--- START ---

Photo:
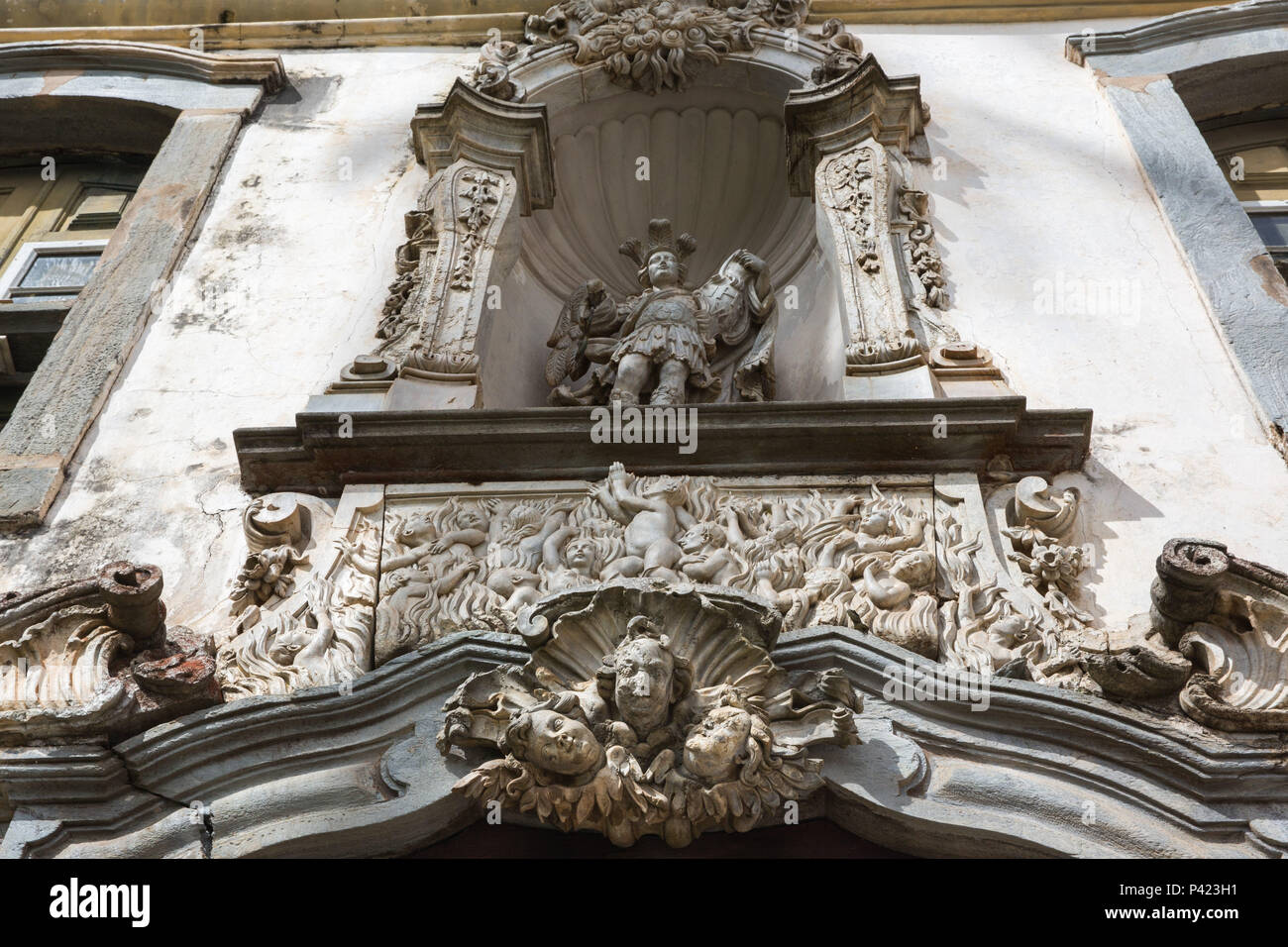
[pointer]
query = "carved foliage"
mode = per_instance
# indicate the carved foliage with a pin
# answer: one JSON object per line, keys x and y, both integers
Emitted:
{"x": 643, "y": 44}
{"x": 477, "y": 201}
{"x": 94, "y": 657}
{"x": 286, "y": 637}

--- END ---

EXERCISE BRIEF
The line containing "# answer: one" begins the span, and the last line of the records above ends it. Return that span exactly, and nothing outside it.

RESULT
# answer: one JSON object per line, keys x and y, both integers
Emitted:
{"x": 643, "y": 44}
{"x": 477, "y": 201}
{"x": 94, "y": 657}
{"x": 286, "y": 637}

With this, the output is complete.